DATA ROWS:
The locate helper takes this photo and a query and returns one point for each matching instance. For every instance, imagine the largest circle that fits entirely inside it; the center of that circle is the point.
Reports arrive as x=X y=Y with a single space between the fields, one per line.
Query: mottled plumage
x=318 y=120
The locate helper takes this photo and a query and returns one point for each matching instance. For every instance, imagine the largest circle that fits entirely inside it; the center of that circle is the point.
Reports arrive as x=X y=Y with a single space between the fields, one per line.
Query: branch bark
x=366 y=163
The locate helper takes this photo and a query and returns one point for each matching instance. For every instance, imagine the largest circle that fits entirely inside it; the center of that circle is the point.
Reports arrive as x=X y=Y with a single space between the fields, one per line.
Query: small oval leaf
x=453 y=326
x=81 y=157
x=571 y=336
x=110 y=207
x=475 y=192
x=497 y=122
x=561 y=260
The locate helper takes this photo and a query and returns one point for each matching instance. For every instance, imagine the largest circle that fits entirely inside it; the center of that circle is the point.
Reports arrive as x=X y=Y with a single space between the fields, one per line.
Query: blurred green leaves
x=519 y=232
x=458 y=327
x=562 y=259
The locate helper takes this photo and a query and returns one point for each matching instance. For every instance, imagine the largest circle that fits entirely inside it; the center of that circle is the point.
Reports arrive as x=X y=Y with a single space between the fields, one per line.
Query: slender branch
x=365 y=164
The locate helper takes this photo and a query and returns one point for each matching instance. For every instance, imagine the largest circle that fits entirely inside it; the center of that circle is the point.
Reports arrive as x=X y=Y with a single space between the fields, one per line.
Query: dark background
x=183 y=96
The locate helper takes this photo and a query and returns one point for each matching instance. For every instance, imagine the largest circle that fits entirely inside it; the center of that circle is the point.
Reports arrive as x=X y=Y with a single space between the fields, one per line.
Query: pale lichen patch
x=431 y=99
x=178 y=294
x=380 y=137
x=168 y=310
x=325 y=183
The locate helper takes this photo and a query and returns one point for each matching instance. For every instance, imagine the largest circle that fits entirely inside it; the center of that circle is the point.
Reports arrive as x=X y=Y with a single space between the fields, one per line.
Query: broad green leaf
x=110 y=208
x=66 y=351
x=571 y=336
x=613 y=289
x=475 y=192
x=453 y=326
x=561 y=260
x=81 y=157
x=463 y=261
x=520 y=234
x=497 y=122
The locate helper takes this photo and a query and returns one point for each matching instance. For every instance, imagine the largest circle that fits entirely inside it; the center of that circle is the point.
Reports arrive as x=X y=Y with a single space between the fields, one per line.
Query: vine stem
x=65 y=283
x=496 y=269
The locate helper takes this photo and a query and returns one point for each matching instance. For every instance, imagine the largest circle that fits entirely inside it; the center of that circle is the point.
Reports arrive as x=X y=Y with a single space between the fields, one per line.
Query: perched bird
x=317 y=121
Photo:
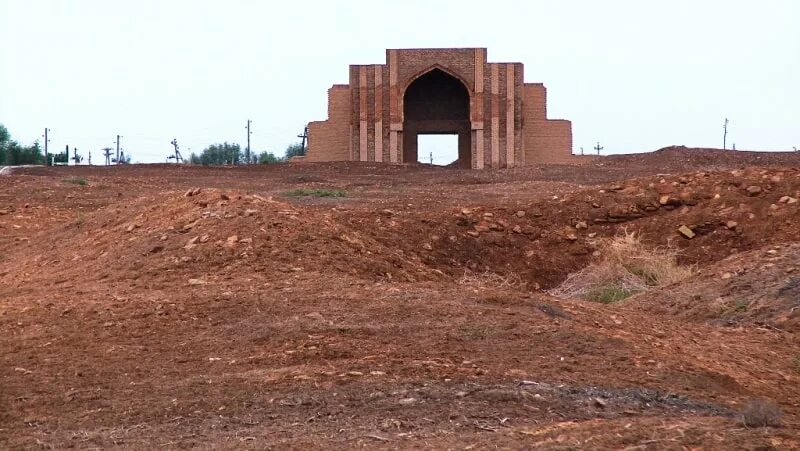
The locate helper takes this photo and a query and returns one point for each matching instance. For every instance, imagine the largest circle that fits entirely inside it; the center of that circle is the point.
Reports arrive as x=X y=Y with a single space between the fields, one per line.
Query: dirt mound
x=252 y=313
x=208 y=236
x=760 y=287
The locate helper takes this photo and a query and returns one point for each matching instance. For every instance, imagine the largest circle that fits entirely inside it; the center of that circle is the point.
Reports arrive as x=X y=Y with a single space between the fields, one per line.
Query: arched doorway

EXERCISE: Rewrite all of the items above with every "locate helper" changed to "point finder" and everything else unchanged. Leave the pictures out.

WRITTEN ANSWER:
The point finder takes this photo and a query and returns one point for each matching instance. For every instance, imagine the largest circle that fits entirely inside it; the center of that circle is the point.
Reports arrive as x=X y=Y with a single space between the fields, one per line.
Query: mottled plumage
x=318 y=120
The point finder takes this photo and a query and returns one point for each matching instance. For every instance, imagine the largest circle that fits entirely inside it; the center of that circle is the point.
Reports arrive as x=X y=Y with a single space between the fields, one per line.
Query: branch bark
x=366 y=163
The point finder takes this photo and a query and returns one point for each matching instance. For every instance, imagine the largest circle that fits entirely inside it; the center of that circle is the point.
Reports arrive as x=X y=Y with a single space between the fields, one per line.
Query: small oval leaf
x=453 y=326
x=81 y=157
x=571 y=336
x=110 y=207
x=475 y=192
x=497 y=122
x=561 y=260
The point finder takes this photo and a query and returns one point for each matching instance. For every instance, imagine the largest circle that fits entirely inside it; the center of that circle is the point.
Reports arrive as x=X y=Y with a single space between the fields, one per line.
Query: blurred green leaves
x=519 y=232
x=458 y=327
x=562 y=259
The point finder takes this photo and a query and returns one point for each matching instance. For every instance, imagine the largest circle that fits entirely inside it; the center of that circle is the point.
Reports arrive as x=X y=Y with a single space between the fields, one per line.
Query: slender branch
x=365 y=164
The point finder takes this photo and a query and returns one point for each matching instance. For every instance, imagine the largest circle that fits entirely inside it; the center of that circle is the point.
Reports arrive as x=X y=Y with a single space between the fields, one per line.
Query: dark background
x=183 y=96
The point finder takes this photo and a query and returns one point for each matching instance. For every instance, imagine the largest circle that fits entirely inside it; the center of that circle is the point.
Reports arrive as x=X y=Y with a single space between the fields, one per line.
Query: pale lichen patch
x=431 y=99
x=178 y=294
x=380 y=137
x=168 y=310
x=325 y=183
The point finder takes this photo and a query and returns one point for each matching instance. For every instance, imagine the largest circle that fits entirely inside it; the center of that circle is the point.
Reports arrive as x=X y=Y with a single space between the fields, one per line.
Query: broad green leaf
x=110 y=208
x=66 y=351
x=571 y=336
x=613 y=289
x=475 y=192
x=453 y=326
x=561 y=260
x=81 y=157
x=463 y=261
x=520 y=234
x=497 y=122
The point finder takes this photo and a query and returns one point for each matching instance. For every instance, imagine the largest circle that fits entirely inside it; the center of that circle is the point.
Reports arrive as x=X y=Y with a single space between the fields, one per line.
Query: vine stem
x=65 y=283
x=496 y=269
The point finder takes this photo and a query and returns one point for each matching instance. For every instance, imagine the largest circle that fits entirely inside it; the center of that circle is the point.
Reports arrive as x=X y=Y with a single space between the fields, one per line.
Query: perched bird
x=317 y=121
Photo:
The point finder takes this photo and a query and returns one point for each matching instance. For every instance, imagine the largest circle that fits entirely inside it; the center of that circle is the point.
Reports arrive as x=X y=Y with a single space between the fields, one per line.
Query: dirt mound
x=252 y=313
x=208 y=236
x=760 y=287
The point finder takes this photo and a query and returns one point for each matching instance. For every instance, imagine the largest circle that fits entirely inside it; the center of that circle is the point.
Reports arrive as x=X y=Y with a single space between the fields, one per line.
Query: arched doorway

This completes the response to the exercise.